WHAT TO PRODUCE: Return every line of the material below that contains the string "surface", matching case exactly.

Material on pointing at named objects
= = =

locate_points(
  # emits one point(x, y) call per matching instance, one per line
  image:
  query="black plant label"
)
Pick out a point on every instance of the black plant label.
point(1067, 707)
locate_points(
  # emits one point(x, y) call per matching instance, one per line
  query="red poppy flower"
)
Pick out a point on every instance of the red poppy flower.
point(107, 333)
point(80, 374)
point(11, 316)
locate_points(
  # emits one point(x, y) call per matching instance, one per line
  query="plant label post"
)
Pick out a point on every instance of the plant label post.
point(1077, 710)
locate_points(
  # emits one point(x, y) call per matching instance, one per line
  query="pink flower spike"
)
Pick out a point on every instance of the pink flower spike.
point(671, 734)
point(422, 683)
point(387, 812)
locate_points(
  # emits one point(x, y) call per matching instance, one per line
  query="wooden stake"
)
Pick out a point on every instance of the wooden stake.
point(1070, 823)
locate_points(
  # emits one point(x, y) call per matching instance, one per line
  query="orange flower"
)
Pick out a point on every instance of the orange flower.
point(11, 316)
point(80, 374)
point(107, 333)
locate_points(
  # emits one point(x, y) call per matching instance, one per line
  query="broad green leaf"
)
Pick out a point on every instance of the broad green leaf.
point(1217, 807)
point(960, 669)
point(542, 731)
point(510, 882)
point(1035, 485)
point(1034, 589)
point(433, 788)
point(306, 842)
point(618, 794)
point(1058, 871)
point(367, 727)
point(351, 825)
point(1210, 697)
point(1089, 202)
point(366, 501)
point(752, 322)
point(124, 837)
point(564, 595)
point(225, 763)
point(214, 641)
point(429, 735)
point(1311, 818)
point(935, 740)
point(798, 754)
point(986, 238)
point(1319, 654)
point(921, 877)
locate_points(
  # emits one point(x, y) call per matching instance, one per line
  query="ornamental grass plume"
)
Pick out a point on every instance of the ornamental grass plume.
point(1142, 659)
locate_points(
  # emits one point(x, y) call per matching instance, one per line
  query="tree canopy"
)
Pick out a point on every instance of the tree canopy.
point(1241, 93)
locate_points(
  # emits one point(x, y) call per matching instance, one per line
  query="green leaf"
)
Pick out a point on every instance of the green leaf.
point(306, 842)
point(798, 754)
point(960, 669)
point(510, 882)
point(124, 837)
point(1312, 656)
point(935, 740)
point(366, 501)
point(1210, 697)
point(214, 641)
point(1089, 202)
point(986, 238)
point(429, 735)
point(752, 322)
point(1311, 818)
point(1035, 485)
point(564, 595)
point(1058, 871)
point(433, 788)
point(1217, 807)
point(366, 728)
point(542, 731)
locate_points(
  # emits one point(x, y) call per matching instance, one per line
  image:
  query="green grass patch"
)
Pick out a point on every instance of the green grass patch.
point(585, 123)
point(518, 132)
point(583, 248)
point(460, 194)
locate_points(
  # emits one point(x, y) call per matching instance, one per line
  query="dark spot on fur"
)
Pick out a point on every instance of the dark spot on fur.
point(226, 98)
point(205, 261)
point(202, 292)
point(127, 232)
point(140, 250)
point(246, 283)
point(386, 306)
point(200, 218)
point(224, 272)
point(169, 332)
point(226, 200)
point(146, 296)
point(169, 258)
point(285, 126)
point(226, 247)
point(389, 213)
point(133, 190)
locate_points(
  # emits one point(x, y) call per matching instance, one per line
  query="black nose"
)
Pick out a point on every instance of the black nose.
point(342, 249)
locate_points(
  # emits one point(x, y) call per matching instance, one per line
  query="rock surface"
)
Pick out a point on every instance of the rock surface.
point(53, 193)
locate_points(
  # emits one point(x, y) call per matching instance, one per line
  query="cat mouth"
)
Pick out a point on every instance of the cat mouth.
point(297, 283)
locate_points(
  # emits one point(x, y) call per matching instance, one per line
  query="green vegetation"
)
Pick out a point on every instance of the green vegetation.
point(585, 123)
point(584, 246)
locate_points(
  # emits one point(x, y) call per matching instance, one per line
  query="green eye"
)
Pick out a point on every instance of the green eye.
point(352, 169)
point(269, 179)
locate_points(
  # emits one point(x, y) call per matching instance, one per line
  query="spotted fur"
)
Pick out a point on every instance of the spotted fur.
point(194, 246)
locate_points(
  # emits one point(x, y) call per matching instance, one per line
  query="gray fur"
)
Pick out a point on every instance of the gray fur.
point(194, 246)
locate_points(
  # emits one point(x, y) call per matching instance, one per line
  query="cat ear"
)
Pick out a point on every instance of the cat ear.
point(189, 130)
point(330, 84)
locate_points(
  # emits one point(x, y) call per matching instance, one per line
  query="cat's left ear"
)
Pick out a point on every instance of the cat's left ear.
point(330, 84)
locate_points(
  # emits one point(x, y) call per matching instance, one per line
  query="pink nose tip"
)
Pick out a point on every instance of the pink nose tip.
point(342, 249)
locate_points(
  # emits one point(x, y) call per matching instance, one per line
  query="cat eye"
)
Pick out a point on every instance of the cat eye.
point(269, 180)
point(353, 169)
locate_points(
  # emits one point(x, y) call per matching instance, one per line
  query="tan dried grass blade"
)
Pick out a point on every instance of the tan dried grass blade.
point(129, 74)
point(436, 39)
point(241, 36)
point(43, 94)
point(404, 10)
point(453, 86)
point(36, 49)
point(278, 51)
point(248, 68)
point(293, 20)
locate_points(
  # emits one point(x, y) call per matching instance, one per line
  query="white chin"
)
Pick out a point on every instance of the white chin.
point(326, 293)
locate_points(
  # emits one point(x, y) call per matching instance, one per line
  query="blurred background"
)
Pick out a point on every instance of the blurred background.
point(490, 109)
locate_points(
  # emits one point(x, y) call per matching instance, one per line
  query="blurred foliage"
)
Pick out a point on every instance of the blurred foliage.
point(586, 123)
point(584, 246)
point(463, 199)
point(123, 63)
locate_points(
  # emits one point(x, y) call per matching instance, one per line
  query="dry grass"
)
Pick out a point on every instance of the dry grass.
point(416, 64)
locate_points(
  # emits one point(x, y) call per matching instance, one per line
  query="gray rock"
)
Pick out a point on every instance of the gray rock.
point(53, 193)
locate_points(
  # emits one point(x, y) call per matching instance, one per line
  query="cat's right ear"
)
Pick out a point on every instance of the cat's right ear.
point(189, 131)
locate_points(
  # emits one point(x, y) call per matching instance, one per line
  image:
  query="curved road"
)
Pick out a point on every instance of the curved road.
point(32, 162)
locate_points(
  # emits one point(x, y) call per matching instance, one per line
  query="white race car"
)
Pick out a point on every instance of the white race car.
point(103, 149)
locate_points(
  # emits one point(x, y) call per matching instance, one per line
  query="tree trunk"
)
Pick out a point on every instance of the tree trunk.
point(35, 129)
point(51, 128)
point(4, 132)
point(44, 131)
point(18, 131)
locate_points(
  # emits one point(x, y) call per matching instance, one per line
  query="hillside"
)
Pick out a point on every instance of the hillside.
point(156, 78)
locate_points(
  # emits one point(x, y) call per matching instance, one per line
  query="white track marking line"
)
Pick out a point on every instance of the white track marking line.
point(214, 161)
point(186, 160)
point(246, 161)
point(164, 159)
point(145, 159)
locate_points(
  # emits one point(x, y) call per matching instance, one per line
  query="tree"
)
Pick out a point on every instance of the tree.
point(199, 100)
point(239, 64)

= = =

FULL ANSWER:
  query="rock surface"
Pick out a point on every instance of the rock surface.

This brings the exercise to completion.